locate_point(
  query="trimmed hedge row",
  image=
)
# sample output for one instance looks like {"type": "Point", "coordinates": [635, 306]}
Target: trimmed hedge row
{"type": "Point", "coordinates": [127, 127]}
*-*-*
_What the exercise asks_. Print every one of the items above again, reproducing each line without any change.

_The completed task_.
locate_point(
  query="trimmed hedge row",
  image=
)
# sample output for one instance looks like {"type": "Point", "coordinates": [635, 306]}
Target: trimmed hedge row
{"type": "Point", "coordinates": [127, 127]}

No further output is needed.